Recorded data
============

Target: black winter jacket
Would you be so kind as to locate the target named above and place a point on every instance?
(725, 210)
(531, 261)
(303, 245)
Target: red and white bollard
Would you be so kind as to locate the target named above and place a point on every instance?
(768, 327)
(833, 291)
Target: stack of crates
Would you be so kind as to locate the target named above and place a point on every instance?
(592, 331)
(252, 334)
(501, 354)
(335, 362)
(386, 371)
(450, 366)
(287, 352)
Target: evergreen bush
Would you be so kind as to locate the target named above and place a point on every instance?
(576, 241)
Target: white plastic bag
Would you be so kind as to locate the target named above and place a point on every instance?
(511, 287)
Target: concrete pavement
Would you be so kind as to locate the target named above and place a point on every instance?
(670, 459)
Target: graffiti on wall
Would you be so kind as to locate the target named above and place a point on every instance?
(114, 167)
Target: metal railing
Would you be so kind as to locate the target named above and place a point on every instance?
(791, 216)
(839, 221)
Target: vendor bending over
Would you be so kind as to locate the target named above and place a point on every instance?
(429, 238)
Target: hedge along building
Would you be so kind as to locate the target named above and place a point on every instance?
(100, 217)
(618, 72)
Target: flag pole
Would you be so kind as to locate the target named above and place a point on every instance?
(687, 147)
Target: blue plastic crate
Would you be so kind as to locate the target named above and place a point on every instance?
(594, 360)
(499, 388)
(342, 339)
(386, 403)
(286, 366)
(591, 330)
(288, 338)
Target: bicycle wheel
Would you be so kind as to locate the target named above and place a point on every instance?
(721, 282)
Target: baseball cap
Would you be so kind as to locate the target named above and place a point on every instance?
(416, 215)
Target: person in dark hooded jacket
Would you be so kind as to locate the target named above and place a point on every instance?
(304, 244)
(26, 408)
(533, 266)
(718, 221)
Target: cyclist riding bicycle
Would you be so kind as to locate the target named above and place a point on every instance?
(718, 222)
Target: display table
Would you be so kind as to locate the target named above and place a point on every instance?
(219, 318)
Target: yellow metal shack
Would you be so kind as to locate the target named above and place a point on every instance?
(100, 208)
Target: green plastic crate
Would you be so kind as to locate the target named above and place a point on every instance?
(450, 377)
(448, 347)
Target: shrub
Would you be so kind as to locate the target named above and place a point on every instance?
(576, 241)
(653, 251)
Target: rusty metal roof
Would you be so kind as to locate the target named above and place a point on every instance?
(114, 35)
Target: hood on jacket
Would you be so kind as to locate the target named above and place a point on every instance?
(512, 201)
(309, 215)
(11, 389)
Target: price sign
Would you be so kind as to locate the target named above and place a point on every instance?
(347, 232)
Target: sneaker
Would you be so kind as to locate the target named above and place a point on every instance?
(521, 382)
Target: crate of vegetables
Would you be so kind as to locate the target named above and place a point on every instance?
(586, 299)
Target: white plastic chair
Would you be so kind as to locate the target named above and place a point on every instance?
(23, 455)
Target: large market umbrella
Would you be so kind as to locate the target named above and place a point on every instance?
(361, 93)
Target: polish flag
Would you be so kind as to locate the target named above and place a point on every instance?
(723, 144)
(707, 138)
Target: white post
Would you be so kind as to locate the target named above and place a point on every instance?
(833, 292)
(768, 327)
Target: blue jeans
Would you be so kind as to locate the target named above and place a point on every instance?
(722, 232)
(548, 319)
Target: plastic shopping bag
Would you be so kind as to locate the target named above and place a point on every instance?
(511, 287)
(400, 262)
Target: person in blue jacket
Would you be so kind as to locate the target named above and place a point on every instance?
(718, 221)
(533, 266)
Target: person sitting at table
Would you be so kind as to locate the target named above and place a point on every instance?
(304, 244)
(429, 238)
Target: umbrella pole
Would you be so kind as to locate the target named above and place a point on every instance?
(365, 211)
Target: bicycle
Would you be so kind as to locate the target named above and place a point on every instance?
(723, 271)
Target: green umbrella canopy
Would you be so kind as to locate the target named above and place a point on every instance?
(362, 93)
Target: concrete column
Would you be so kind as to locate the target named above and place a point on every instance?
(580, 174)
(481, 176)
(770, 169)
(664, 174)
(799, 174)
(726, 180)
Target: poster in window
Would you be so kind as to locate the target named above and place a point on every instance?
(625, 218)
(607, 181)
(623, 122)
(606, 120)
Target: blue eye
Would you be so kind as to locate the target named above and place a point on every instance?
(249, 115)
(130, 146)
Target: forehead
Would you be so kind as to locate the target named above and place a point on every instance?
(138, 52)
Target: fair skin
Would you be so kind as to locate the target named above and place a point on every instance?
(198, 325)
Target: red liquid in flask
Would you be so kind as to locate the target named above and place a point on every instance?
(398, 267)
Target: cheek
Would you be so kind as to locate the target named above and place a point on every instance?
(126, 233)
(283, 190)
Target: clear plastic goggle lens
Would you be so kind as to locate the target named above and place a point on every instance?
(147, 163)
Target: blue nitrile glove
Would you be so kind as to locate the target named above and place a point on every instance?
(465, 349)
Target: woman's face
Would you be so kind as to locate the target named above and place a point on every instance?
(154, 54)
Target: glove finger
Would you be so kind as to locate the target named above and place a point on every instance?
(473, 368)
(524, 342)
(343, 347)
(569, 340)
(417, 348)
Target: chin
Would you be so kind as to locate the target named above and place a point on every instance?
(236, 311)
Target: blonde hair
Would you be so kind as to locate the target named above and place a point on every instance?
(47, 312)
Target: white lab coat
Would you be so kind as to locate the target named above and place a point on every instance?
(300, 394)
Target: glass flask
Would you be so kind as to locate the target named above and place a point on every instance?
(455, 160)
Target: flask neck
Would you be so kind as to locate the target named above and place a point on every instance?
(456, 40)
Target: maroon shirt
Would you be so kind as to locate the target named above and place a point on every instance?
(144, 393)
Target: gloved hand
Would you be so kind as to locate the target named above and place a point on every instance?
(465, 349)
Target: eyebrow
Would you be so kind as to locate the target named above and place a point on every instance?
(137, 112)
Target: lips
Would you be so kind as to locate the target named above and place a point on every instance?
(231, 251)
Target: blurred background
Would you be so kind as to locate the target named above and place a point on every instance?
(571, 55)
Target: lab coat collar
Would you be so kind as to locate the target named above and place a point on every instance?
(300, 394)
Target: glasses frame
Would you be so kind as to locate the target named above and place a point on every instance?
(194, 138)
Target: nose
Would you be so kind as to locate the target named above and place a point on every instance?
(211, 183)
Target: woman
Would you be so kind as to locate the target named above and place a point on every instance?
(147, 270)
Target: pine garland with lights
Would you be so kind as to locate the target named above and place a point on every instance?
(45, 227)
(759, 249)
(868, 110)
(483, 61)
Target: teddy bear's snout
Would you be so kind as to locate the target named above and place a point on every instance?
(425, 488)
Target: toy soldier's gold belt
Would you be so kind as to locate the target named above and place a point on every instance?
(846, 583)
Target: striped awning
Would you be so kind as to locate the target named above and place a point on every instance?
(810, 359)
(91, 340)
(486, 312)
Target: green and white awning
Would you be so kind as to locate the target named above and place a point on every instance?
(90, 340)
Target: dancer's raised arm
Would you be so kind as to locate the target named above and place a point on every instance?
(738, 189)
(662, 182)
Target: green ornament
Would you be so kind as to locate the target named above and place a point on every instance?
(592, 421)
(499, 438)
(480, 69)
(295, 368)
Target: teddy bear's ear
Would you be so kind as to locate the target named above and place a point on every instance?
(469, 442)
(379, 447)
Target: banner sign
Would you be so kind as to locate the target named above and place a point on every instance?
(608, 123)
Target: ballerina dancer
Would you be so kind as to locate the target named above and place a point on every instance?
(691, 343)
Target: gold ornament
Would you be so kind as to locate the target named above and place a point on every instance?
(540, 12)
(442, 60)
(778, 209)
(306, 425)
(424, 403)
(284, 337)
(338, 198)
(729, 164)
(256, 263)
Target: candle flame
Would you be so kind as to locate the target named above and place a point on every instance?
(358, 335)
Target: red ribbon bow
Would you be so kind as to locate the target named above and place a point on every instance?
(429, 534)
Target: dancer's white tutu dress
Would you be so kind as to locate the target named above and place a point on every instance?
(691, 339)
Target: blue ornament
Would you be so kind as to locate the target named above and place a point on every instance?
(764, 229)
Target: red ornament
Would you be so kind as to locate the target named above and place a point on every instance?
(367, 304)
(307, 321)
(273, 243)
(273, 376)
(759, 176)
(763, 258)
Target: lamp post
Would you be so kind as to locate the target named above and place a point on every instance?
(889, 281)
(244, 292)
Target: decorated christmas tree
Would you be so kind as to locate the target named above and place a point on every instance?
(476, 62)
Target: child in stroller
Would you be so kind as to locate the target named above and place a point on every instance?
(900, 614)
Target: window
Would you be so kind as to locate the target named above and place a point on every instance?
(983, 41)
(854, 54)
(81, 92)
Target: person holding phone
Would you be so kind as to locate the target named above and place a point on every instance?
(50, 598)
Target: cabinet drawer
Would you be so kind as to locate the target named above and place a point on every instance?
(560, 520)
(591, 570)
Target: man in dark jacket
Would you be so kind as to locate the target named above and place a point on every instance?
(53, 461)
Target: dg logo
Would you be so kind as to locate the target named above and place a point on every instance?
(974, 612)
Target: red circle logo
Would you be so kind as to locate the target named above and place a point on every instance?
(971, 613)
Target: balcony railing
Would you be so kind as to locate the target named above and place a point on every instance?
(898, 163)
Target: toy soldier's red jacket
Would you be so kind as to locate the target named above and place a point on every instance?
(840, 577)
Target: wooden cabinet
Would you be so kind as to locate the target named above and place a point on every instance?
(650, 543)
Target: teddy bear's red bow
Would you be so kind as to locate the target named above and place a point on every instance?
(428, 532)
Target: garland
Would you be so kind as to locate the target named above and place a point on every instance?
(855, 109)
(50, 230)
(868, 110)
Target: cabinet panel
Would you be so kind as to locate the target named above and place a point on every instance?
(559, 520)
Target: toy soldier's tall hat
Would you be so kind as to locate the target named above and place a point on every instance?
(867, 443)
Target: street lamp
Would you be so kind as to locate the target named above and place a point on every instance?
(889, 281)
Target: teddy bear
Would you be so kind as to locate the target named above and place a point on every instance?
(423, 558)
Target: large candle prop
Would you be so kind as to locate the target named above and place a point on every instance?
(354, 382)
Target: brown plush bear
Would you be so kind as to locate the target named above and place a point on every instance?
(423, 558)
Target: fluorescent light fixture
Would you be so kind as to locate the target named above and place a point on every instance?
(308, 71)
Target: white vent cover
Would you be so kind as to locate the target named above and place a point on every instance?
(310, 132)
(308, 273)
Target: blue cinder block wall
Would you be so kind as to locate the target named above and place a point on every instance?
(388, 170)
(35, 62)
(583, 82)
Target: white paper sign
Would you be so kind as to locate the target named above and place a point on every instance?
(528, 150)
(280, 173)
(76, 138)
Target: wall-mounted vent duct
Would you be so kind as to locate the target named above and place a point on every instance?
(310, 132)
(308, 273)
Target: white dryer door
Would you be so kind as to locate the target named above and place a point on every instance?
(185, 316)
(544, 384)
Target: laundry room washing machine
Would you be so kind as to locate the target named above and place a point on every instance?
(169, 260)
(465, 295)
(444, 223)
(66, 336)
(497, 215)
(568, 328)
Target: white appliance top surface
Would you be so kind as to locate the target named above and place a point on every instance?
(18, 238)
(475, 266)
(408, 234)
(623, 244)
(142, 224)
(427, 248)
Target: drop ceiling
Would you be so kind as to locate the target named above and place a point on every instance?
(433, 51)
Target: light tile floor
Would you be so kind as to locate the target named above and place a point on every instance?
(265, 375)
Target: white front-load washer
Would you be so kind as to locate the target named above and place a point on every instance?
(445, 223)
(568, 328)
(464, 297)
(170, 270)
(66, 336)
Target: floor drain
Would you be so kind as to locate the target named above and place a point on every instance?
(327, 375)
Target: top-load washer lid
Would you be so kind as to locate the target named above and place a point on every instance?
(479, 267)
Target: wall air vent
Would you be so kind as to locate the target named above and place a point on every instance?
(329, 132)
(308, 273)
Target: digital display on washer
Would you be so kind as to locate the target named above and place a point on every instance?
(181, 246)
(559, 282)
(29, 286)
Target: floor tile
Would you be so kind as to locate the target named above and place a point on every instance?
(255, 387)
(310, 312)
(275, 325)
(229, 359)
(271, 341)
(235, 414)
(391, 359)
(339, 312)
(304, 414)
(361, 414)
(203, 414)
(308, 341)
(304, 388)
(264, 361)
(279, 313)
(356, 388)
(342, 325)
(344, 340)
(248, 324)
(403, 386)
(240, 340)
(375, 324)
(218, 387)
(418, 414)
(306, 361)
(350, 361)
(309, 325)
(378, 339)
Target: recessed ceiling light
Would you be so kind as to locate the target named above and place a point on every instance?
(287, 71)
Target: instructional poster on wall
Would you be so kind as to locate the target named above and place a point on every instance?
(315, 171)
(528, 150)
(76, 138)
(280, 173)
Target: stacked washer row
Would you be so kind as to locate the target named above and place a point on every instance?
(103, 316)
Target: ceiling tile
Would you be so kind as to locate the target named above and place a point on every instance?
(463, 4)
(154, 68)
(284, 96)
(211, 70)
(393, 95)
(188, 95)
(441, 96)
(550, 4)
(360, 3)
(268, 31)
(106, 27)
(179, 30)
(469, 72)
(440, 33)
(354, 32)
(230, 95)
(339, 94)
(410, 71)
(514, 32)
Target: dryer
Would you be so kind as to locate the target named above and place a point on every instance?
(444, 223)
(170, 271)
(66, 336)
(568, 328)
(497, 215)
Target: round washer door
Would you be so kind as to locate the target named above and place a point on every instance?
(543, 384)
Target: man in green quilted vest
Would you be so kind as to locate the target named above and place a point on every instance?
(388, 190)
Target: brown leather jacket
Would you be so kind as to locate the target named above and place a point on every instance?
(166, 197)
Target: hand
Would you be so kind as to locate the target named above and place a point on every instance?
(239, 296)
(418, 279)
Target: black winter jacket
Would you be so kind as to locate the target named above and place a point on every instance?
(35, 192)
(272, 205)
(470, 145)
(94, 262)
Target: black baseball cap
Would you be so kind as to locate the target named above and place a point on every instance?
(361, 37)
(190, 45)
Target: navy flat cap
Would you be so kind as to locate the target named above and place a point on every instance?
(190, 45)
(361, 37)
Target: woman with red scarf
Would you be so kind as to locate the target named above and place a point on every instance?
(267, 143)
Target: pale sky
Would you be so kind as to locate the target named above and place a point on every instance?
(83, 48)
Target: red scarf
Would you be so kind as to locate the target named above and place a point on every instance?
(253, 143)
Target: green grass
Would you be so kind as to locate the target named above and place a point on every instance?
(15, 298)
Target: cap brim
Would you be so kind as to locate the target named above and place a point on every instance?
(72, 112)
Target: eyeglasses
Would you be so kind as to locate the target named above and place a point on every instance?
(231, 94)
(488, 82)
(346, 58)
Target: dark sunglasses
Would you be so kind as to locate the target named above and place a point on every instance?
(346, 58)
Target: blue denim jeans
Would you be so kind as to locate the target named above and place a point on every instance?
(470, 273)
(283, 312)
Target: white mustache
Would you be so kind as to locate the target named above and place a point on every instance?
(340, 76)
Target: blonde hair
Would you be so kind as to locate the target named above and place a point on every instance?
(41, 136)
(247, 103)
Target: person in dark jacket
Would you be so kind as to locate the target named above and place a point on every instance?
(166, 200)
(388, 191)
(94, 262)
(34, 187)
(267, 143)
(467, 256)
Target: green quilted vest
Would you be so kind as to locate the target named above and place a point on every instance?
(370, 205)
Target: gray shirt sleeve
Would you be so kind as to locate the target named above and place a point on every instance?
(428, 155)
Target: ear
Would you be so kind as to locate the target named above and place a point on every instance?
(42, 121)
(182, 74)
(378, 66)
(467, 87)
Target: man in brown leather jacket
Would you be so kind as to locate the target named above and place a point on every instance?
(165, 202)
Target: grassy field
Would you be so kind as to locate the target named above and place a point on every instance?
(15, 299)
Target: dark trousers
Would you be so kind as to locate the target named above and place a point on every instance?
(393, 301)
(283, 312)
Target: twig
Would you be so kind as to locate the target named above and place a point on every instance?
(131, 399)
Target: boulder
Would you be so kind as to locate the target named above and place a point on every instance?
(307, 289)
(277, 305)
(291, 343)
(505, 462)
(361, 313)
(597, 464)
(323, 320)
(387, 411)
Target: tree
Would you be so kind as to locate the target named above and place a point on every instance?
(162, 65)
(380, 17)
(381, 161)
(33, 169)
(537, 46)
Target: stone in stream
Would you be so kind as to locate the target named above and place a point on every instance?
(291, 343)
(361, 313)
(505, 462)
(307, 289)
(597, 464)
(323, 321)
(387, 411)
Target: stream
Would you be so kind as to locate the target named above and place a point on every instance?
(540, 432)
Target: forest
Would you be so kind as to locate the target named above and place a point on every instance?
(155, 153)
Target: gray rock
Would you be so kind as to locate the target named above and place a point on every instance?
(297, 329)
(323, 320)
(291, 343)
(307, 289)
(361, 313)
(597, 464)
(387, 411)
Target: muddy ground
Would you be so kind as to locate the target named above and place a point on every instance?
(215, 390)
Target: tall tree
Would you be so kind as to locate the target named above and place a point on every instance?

============

■ **What the task asks**
Produce an exact copy of the lines from the one containing "Target: tree" through the last line, and of nothing else.

■ **Result of the task**
Target: tree
Would you be so kind as to locate the target named above and place a point on every instance?
(162, 65)
(380, 17)
(381, 161)
(33, 169)
(537, 46)
Target: stone in stream
Would you be so kind as to locate the target named above and place a point on every instance?
(291, 343)
(361, 313)
(505, 462)
(307, 289)
(597, 464)
(323, 321)
(387, 411)
Target: stream
Would you be so kind as to locate the target named above and place a point on every instance?
(540, 432)
Target: forest
Would you be so kind as to locate the target named above and place a point on every instance?
(155, 153)
Target: gray rock
Would you be so kind as to locate the target named above and place a point on every instance?
(297, 329)
(323, 320)
(291, 343)
(307, 289)
(361, 313)
(597, 464)
(387, 411)
Target: muddy ground
Would you be so kind as to locate the target named above and place a point on every instance?
(215, 390)
Target: tall tree
Would you be so kind as to locate the target named above and place a point on every instance?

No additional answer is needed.